> [AIM 1] Check each statement against the Jabba the Hutt article: (a) Jabba first appeared in The Phantom Menace; (b) Jabba's palace is on Tatooine; (c) Boba Fett kills Jabba. Answer yes or no for each and quote the words from the article that decide it.
> [AIM 2] List every person named on the "Voiced by" line of the Jabba the Hutt article.
> [AIM 3] Rewrite everything in the Jabba the Hutt article from "- First appearance: Return" down to "Children: Rotta (son)", putting "Gangster" wherever "Crime lord" stands.

> [TEXT PASSAGE]
- - -

- Jabba the Hutt in Return of the Jedi (1983)
- First appearance: Return of the Jedi
- Created by: George Lucas
- Voiced by: Larry Ward; Ben Burtt; Ed Asner; Clint Bajakian; David W. Collins; Brian Drummond; Kevin M. Richardson; Dee Bradley Baker;
- Performed by: David Barclay Toby Philpott Mike Edmonds

In-universe information
- Full name: Jabba Desilijic Tiure
- Species: Hutt
- Gender: Male
- Occupation: Crime lord
- Affiliation: Grand Hutt Council Crymorah Syndicate
- Family: Crakka (cousin); Ebor (uncle); Gorga (nephew); Graballa (nephew); "The Twins" (cousins); Ziro (uncle); ; Others in Legends;
- Children: Rotta (son)
- Homeworld: Nal Hutta

= Jabba the Hutt =

Fictional character from Star Wars

Jabba the Hutt (/ˈdʒɑːbə/ JAH-bə) is a fictional character in the Star Wars franchise. He is a large, slug-like crime lord of the Hutt species. Jabba first appeared in the 1983 film Return of the Jedi, in which he is portrayed by a one-ton puppet operated by several puppeteers. In 1997, he appeared in the Special Edition of the original Star Wars film, which had been retitled Star Wars: Episode IV—A New Hope. Jabba made his third film appearance in the 1999 prequel film The Phantom Menace. Jabba is voiced by Larry Ward in Return of the Jedi, and Ben Burtt in A New Hope Special Edition and The Phantom Menace. In the end credits of The Phantom Menace, Jabba is also credited as playing "himself".

In the original film trilogy, Jabba lives in a palace on the desert planet Tatooine. He places a bounty on the smuggler Han Solo, and sends bounty hunters to capture him. After Darth Vader freezes Solo in carbonite, the bounty hunter Boba Fett delivers the frozen Solo to Jabba, who puts him on display in his palace. A group of Solo's friends attempt to rescue him, but are captured by Jabba; he enslaves Princess Leia and decrees that Luke Skywalker, Chewbacca, and Solo will be fed to a Sarlacc. Luke orchestrates an escape, and during the chaos Leia strangles Jabba to death.

- - -

[Records from a point labeling set]
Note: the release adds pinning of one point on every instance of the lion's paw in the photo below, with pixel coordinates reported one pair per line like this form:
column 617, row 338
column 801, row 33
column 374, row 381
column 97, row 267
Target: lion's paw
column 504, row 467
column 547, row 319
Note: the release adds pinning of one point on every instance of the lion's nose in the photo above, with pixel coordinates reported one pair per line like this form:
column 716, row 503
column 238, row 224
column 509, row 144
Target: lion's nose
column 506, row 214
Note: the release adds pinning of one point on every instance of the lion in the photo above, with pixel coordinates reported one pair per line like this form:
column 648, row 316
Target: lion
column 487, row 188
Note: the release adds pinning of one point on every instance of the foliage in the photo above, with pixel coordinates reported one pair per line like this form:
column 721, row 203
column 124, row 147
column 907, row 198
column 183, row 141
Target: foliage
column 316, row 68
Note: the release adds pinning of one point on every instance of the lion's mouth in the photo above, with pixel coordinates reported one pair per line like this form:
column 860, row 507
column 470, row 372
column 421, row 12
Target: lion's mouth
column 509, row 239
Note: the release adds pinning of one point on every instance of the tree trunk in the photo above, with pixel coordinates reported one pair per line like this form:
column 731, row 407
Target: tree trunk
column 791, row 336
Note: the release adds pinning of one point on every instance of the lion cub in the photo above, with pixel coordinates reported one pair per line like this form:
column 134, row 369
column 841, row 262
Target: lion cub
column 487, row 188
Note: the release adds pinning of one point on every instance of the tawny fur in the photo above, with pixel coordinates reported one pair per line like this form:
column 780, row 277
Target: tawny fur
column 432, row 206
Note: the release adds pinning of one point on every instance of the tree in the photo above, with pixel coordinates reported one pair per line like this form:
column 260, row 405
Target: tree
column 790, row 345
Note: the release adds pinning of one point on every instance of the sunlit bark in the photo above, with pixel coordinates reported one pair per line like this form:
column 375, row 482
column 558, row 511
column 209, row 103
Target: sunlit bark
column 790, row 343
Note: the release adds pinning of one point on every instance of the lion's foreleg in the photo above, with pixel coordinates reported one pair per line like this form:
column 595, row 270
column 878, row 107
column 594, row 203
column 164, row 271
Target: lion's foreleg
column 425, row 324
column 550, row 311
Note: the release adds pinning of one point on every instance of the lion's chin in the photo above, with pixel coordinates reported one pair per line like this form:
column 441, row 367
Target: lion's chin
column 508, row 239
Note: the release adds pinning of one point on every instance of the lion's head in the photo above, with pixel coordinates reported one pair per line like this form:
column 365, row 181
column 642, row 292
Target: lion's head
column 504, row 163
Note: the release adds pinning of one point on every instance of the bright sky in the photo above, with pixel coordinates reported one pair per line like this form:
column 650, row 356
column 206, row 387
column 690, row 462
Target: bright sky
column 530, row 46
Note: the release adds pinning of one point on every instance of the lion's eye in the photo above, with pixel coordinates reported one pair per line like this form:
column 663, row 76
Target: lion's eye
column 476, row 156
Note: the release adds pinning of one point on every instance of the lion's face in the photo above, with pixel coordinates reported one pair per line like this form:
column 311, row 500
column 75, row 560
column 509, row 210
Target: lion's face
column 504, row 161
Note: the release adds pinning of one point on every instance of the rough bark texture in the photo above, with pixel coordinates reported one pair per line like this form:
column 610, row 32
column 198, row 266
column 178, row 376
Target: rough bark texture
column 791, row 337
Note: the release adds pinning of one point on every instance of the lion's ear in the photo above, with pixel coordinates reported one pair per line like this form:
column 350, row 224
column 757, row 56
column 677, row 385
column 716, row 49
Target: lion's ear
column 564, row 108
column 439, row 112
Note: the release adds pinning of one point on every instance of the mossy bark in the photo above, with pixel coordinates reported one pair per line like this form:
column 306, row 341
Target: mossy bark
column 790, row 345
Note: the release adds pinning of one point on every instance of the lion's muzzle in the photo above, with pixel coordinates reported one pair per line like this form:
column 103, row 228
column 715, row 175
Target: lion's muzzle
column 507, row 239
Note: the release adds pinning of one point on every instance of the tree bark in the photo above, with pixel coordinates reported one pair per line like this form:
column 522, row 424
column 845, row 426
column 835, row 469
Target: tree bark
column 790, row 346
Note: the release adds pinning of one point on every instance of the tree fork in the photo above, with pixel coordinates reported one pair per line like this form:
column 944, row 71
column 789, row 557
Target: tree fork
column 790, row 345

- - -

> [REPLY 1]
(a) No: "Jabba first appeared in the 1983 film Return of the Jedi"
(b) Yes: "Jabba lives in a palace on the desert planet Tatooine"
(c) No: "during the chaos Leia strangles Jabba to death"

> [REPLY 2] Larry Ward, Ben Burtt, Ed Asner, Clint Bajakian, David W. Collins, Brian Drummond, Kevin M. Richardson, Dee Bradley Baker

> [REPLY 3]
- First appearance: Return of the Jedi
- Created by: George Lucas
- Voiced by: Larry Ward; Ben Burtt; Ed Asner; Clint Bajakian; David W. Collins; Brian Drummond; Kevin M. Richardson; Dee Bradley Baker;
- Performed by: David Barclay Toby Philpott Mike Edmonds

In-universe information
- Full name: Jabba Desilijic Tiure
- Species: Hutt
- Gender: Male
- Occupation: Gangster
- Affiliation: Grand Hutt Council Crymorah Syndicate
- Family: Crakka (cousin); Ebor (uncle); Gorga (nephew); Graballa (nephew); "The Twins" (cousins); Ziro (uncle); ; Others in Legends;
- Children: Rotta (son)